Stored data
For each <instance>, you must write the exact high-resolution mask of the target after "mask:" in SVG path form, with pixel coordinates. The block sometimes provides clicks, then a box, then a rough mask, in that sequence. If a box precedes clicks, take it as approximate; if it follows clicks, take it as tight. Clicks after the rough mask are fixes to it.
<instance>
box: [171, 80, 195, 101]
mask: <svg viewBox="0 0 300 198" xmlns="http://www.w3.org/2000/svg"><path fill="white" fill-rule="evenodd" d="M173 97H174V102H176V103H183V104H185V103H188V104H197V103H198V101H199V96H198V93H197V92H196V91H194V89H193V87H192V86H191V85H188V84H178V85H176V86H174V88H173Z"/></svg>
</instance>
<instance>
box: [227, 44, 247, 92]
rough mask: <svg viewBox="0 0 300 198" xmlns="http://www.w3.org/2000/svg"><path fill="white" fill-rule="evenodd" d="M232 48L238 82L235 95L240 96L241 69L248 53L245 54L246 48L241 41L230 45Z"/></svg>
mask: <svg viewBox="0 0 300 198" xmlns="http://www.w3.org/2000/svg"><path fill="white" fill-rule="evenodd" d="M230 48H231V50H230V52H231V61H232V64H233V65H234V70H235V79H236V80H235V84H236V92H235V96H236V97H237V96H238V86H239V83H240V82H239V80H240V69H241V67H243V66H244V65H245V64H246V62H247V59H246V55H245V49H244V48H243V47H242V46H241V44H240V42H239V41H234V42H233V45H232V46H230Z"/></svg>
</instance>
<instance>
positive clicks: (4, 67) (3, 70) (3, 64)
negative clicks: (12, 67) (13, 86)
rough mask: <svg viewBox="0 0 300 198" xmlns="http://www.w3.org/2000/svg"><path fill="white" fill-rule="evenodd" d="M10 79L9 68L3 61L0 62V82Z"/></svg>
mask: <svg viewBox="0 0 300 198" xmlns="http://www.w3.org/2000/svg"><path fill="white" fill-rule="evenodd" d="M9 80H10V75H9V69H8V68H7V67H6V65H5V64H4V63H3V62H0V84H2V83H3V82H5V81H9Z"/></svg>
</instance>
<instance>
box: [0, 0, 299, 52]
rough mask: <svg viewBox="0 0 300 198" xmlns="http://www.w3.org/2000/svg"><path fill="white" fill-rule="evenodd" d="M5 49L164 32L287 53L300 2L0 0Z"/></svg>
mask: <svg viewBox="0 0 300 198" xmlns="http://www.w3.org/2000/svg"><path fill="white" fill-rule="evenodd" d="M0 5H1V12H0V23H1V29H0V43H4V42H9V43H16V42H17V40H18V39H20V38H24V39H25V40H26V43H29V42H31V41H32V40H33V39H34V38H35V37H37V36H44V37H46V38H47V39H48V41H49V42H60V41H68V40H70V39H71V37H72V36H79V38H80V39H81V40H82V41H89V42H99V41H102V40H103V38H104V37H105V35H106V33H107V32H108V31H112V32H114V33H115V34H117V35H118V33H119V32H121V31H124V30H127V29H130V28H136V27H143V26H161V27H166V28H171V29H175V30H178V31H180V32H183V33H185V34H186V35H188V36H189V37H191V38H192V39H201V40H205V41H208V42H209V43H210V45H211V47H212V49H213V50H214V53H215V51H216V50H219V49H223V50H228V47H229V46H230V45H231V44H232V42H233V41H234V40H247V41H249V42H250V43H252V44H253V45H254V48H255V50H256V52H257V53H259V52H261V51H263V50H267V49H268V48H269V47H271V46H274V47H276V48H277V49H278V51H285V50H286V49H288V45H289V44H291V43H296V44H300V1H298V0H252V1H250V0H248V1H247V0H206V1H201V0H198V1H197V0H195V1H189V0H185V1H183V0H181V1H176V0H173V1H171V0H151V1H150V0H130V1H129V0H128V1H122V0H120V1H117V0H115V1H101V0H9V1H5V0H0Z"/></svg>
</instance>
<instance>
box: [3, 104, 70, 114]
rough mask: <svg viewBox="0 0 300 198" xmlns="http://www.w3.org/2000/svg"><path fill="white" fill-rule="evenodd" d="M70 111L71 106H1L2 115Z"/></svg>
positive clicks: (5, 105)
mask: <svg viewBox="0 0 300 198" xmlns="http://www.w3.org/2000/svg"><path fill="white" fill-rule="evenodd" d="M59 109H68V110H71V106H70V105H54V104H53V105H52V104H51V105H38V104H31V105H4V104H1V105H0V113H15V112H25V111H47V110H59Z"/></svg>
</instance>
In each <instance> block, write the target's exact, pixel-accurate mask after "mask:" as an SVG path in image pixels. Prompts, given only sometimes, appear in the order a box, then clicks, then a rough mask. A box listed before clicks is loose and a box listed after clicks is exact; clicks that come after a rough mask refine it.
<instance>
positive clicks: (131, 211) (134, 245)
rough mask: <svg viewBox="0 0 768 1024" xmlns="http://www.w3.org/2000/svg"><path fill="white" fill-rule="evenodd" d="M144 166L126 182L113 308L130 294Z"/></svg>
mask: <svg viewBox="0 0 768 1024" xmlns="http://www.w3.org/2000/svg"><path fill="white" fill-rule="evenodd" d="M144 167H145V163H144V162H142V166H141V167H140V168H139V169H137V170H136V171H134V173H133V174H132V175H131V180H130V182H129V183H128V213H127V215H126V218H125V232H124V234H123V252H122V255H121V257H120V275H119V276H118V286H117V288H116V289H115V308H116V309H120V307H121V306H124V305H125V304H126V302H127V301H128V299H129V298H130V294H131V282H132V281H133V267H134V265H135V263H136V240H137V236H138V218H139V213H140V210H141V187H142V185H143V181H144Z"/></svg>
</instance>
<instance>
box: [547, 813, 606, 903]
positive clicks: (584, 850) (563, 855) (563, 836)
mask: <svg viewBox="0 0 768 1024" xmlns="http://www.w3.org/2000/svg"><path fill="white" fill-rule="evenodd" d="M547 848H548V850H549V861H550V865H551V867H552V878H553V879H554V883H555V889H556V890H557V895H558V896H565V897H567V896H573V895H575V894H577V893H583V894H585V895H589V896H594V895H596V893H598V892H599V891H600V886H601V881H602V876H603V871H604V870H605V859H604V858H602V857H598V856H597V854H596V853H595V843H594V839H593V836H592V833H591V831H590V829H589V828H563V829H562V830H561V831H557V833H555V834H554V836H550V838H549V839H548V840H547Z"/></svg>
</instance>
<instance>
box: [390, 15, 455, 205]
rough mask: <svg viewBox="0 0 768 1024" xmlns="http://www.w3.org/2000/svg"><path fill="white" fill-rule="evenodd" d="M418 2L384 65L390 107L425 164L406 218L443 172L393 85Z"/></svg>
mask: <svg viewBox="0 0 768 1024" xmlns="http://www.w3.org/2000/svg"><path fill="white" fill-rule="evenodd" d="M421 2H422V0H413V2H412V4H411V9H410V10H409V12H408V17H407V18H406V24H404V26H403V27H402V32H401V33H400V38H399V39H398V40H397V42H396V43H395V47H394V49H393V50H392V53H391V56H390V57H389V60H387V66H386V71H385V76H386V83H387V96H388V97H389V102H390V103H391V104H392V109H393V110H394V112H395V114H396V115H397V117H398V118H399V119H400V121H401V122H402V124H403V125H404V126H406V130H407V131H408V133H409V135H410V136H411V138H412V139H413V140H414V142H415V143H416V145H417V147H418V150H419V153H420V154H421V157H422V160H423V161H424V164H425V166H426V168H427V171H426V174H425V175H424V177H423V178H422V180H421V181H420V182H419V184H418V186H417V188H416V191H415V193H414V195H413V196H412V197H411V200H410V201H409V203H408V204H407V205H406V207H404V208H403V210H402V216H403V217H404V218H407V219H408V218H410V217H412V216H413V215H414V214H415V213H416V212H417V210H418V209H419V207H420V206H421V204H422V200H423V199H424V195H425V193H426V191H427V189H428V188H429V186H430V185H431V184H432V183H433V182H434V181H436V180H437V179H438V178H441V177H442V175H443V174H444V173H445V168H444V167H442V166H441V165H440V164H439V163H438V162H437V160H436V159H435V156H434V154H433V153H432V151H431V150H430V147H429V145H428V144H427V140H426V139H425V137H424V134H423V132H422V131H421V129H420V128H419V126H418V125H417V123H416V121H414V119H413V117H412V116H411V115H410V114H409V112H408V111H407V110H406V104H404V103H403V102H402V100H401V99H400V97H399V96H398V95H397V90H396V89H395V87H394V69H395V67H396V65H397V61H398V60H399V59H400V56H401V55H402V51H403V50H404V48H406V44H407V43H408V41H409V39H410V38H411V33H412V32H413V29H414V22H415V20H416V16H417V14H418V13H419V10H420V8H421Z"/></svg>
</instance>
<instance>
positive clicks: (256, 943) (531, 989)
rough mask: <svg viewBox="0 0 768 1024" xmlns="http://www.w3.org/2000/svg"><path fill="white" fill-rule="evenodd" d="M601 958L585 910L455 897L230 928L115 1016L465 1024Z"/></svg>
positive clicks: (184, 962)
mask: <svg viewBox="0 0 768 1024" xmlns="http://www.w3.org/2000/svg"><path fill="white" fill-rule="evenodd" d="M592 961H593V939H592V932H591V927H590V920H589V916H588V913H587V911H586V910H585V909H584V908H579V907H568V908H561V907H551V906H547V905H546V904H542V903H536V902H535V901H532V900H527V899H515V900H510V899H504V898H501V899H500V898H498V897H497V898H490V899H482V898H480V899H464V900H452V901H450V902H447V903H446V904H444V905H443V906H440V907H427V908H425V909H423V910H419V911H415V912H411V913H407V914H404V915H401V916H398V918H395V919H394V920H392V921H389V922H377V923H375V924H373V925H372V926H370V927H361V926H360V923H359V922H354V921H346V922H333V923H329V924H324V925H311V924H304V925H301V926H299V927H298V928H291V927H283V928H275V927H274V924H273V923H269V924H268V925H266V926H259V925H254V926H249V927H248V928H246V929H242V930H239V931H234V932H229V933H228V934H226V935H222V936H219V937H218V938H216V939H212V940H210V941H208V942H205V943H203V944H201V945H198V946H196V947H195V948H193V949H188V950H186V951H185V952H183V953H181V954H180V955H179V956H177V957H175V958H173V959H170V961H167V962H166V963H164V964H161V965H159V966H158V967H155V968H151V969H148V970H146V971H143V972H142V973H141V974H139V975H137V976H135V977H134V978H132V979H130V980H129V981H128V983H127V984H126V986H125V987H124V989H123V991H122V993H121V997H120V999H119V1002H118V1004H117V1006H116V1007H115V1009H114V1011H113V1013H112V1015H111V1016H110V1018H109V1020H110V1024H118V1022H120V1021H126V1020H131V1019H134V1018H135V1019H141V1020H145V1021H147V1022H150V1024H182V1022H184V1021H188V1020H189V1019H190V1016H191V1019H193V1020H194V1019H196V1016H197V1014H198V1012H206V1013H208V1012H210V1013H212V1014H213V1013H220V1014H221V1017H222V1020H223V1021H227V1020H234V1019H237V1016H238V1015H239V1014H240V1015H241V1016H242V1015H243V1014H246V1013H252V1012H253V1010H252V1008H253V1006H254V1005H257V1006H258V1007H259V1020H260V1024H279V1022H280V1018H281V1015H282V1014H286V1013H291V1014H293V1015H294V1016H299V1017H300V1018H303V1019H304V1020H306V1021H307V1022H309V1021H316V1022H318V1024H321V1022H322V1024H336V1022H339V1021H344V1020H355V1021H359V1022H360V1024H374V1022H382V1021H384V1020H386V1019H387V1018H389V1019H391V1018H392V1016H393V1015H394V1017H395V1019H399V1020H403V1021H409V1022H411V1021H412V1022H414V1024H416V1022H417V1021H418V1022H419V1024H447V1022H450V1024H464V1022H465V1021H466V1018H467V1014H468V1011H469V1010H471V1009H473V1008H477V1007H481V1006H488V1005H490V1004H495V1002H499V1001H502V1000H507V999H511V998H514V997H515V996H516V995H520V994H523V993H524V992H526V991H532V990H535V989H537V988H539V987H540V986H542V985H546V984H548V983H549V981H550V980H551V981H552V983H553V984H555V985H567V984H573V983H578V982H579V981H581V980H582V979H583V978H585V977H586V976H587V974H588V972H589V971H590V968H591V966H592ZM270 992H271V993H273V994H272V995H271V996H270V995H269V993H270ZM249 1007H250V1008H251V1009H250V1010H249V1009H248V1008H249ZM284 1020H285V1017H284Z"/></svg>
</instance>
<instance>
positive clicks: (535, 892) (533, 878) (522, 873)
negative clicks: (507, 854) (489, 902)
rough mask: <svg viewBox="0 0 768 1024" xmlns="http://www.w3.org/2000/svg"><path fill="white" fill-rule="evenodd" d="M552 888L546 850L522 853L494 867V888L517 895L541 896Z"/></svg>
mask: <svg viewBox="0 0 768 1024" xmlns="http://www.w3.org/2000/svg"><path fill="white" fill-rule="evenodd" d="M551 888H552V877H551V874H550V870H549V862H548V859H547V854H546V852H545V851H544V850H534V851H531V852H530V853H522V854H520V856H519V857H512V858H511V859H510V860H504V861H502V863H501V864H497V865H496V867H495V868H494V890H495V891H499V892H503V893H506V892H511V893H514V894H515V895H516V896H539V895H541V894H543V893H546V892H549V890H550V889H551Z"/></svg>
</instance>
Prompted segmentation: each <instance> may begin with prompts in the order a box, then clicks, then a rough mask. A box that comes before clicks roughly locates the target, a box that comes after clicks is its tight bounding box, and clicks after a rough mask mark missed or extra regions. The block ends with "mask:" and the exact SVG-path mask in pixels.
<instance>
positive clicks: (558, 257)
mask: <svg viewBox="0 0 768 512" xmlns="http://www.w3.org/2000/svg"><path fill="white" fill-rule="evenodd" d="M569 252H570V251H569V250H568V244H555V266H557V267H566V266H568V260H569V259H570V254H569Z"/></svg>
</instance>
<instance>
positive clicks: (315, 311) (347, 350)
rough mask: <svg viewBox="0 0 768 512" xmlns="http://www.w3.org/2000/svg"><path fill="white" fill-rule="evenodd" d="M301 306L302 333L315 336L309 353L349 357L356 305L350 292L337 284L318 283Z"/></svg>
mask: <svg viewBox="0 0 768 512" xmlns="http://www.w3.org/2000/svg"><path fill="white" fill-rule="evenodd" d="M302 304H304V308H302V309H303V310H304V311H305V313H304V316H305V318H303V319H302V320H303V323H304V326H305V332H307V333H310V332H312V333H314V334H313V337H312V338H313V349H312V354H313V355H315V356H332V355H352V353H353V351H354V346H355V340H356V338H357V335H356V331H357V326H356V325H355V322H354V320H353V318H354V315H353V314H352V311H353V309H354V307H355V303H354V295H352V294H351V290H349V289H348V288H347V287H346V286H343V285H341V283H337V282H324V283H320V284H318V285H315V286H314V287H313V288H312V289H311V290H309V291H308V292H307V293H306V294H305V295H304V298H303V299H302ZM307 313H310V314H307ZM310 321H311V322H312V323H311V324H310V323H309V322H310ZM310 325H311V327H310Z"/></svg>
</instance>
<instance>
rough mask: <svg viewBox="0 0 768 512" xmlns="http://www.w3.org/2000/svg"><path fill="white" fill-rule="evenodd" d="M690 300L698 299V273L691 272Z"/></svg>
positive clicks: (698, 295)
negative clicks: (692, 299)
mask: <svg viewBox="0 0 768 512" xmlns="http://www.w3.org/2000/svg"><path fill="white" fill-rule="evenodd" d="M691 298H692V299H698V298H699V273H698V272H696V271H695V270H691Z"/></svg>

▶ [What the task requires]:
Would you filter the entries above and keep each line that has the word "tight"?

▶ [Exercise result]:
For each <instance>, you must write the exact high-resolution mask of the target after "mask:" in SVG path form, with pixel coordinates. The block sometimes provides clicks, then a box, then a rough mask, in that sequence. If a box precedes clicks, take it as approximate; if it follows clicks, take it as tight. Clicks after the rough mask are fixes to it.
Prompted segmentation: each <instance> may begin with prompts in the order a box, then clicks, then a rough mask. A box that comes before clicks roughly locates the target, a box that comes after clicks is its tight bounding box, and clicks after a rough mask mark missed or extra regions. The block ends with "mask:" and the exact SVG-path mask in pixels.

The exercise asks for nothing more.